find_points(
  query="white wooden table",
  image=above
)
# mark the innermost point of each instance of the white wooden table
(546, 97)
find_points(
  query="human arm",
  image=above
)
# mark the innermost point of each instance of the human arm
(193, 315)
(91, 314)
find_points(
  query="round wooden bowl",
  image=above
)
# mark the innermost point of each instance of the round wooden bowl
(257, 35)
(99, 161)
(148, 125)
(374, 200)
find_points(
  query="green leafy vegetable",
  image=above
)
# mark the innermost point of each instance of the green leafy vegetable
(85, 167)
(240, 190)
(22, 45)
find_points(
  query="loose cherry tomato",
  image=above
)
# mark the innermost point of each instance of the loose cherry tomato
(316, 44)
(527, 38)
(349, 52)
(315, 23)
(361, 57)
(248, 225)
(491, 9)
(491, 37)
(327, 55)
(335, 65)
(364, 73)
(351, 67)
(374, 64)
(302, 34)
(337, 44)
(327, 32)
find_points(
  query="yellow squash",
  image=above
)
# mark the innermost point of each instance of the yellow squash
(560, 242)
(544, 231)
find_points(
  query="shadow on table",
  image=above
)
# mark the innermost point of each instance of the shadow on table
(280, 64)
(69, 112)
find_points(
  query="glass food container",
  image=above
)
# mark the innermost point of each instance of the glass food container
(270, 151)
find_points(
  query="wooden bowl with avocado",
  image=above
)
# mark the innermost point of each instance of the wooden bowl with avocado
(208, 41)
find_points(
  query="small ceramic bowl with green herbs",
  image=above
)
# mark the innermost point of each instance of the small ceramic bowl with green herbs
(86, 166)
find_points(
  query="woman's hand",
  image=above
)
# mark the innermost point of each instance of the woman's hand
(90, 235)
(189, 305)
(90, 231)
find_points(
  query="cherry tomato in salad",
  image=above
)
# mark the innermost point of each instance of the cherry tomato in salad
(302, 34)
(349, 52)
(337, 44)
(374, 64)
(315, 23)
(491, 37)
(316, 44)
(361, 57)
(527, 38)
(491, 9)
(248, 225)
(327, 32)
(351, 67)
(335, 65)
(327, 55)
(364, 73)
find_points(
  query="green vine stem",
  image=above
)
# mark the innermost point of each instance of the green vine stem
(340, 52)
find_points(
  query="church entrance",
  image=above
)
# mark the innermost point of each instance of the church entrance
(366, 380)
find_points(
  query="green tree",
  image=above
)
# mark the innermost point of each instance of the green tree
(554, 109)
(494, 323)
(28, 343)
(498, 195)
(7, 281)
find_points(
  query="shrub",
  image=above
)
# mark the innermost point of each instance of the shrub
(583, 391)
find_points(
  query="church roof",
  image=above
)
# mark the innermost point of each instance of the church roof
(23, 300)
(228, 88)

WORK INSTRUCTIONS: How many lines above contain the string "white"? Case counts. Reply with the number only.

SOLUTION TO THIS EXERCISE: 2